PROBLEM: Copy every line of the data below verbatim, without changing any character.

ENTRIES PROVIDED:
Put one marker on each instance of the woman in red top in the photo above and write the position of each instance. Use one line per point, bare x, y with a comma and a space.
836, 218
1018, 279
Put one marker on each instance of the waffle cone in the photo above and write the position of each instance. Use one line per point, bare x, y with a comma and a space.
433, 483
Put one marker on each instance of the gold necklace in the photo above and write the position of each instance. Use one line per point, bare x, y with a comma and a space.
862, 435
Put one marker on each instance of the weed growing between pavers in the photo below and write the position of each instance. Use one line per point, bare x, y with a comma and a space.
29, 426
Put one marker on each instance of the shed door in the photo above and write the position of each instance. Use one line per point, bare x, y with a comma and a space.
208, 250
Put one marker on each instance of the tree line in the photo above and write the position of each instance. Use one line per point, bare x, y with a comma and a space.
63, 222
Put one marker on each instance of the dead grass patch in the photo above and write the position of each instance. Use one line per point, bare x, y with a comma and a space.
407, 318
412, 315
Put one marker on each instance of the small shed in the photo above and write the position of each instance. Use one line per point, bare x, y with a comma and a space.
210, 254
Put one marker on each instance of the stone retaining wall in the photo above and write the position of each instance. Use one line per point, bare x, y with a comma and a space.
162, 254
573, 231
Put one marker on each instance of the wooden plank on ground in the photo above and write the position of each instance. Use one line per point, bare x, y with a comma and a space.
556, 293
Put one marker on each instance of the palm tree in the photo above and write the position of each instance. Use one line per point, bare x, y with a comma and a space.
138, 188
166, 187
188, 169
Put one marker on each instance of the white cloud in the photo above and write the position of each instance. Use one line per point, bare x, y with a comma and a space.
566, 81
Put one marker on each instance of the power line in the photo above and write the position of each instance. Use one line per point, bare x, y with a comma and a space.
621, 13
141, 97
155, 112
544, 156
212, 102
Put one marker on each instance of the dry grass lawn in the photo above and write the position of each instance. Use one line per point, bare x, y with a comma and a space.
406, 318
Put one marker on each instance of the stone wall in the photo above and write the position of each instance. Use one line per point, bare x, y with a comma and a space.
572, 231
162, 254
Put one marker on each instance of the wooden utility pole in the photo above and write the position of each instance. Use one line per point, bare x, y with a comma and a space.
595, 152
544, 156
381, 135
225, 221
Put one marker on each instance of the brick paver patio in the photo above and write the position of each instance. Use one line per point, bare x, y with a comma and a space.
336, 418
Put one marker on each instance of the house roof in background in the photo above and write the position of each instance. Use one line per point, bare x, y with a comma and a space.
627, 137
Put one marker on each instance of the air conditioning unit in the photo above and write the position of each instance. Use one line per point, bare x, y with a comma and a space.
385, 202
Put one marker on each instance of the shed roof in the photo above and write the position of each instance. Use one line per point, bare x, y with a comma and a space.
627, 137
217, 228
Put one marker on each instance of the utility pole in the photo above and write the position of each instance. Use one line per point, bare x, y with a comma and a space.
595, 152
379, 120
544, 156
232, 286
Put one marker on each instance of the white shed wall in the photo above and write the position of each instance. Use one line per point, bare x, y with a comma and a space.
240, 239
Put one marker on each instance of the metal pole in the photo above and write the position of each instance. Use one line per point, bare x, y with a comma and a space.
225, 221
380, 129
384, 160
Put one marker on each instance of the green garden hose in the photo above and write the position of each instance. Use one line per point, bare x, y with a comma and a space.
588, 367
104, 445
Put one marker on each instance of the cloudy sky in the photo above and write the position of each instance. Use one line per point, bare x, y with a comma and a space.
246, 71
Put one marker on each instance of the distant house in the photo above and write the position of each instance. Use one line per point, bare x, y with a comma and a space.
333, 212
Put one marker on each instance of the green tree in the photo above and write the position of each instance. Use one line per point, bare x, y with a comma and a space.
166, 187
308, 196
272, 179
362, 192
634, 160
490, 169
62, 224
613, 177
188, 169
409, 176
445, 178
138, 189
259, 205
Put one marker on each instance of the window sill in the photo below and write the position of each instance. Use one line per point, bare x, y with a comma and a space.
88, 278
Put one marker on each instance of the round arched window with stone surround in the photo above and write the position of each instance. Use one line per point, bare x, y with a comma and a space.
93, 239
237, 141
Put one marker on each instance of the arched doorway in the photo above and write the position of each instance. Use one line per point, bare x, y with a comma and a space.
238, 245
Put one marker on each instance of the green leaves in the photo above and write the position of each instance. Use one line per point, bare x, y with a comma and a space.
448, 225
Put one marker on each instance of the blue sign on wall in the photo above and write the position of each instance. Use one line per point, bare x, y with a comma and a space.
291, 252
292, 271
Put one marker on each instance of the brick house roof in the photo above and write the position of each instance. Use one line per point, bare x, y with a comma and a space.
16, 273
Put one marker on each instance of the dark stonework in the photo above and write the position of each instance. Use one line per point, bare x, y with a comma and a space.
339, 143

IN RESPONSE:
Put one marker on each instance of the woman in red top in the photo above and write the position of each instance. Use one line per point, bare x, y with a comma and a space.
836, 218
1018, 279
Put one marker on each instance of the waffle cone in the photo above and write the position of each instance. Use one line per point, bare x, y with a comma and a space.
433, 483
Put one marker on each instance of the gold necklace in the photo above and write the position of each instance. Use one line per point, bare x, y with a comma and a space.
862, 435
Put one marker on each instance of the weed growing between pavers in the photo below and write the position of each instance. Use one line per point, bare x, y with a comma and a space.
29, 426
Put one marker on each instance of the shed door in the photo above and write the position of each instance. Use one line per point, bare x, y with a comma and a space.
208, 250
Put one marker on each instance of the tree line in the photo above and write the position of each instance. Use one line per point, bare x, y with a comma and a space.
63, 222
Put one marker on each instance of the dead grass patch in the photo above and write the position of each instance. Use one line per point, bare x, y with a comma and a space.
407, 318
412, 315
Put one marker on each instance of the small shed in the photo above and write the position of each instance. Use one line per point, bare x, y with a comma and a space.
210, 254
Put one marker on each instance of the stone retaining wall in the photo above and write the position of each instance. Use one line per point, bare x, y with a comma and a space.
162, 254
573, 231
Put one marker on each instance of the wooden plank on ground in the photo above and write the position of each instance. Use one line per point, bare x, y with a comma and a space.
556, 293
Put one marker on each instance of the palm tree in the photo above and write the position of each instance. Use one line per point, bare x, y with a comma and a space.
138, 188
166, 187
188, 169
Put one marker on each instance of the white cloud in the photo above and write the position of each instance. Use one line per point, bare x, y with a comma and a space.
566, 81
Put one marker on each instance of the power line in the photo above and write the position of each instance. Use one line per point, bare x, y with a comma and a space.
621, 13
141, 97
155, 112
544, 156
212, 102
Put one marker on each instance of the dry grass lawn in the photo above and write the position of each instance. Use one line per point, bare x, y with a comma and a space.
406, 318
Put one marker on each instance of the stone wall in the photo above and write the position of each instance. Use one line per point, bare x, y with a comma and a space.
572, 231
162, 254
Put one marker on each instance of the wooden utility pole in the photo above and write the position of each instance. Use one line per point, bare x, y with a comma and a space.
595, 152
544, 156
381, 135
225, 221
Put one marker on each instance of the brick paver patio in the photo above and write the position of each instance. Use one line per point, bare x, y with a comma and a space.
336, 418
Put one marker on each instance of the house roof in background in the photo above and write the position of each instance. Use one line per point, bare x, y with a comma and a space.
627, 137
Put one marker on each instance of the air conditioning unit in the photo above and write the position of each instance. Use one line per point, bare x, y with a comma and a space.
385, 202
Put one marker on each instance of the shed roof in the photo above and write the position of each instance. Use one line per point, bare x, y with a comma and a space.
627, 137
217, 228
Put one marker on each instance of the utility pole in the photo above and write the position of each instance. Use one line per point, bare x, y with a comma and a space.
595, 152
379, 120
544, 156
232, 286
Put one marker on each instance of the white shed wall in the photo above and write the position of each instance. Use one line per point, bare x, y with a comma and a space.
240, 239
Put one marker on each instance of the metal pole in the photo above and write the position of each instance. Use one line per point, bare x, y with a comma and a space.
225, 221
380, 129
384, 160
Put one marker on each instance of the green garden hose in the photo above and write the position of each instance. Use one line per point, bare x, y with a comma and a space.
588, 367
104, 445
Put one marker on each instance of the cloudy sky in the photo above and write the position of each instance. Use one line per point, bare x, y with a comma and a space.
246, 71
Put one marker on each instance of the distant house in the photo above and write the position of each instance. Use one line per point, bare x, y with a comma and a space.
333, 212
Put one marker on each instance of the green tree in the photo above and write the position of each instance. Use one line per point, bare x, y with a comma and a space.
166, 187
308, 196
272, 179
362, 192
634, 160
490, 169
62, 224
613, 177
188, 169
409, 176
445, 178
138, 189
259, 205
Put one marker on each instance of the window sill in the photo below and write the position of each instance. Use one line per point, bare x, y with a comma and a space.
88, 278
Put one marker on each instance of the round arched window with stone surround in the photo above and write the position of each instance. Use one line per point, bare x, y with a comma and a space.
93, 239
237, 141
Put one marker on each instance of the arched doorway in the photo above and write the position of each instance. Use one line per point, bare x, y with a comma and a space.
238, 245
Put one marker on each instance of the green leaves in the photo above and write the position of each instance. Use one line per point, bare x, y with a comma and a space.
448, 225
Put one marker on each instance of the blue sign on wall in the photo above and write the position of each instance. Use one line per point, bare x, y with a comma and a space.
291, 252
292, 271
Put one marker on each instance of the brick house roof in the photo above and write the position of each instance. Use one line per point, bare x, y with a comma and a space.
16, 273
Put one marker on each instance of the dark stonework in the photo above and write the position of each instance. Use one line per point, bare x, y with a comma and a space.
339, 143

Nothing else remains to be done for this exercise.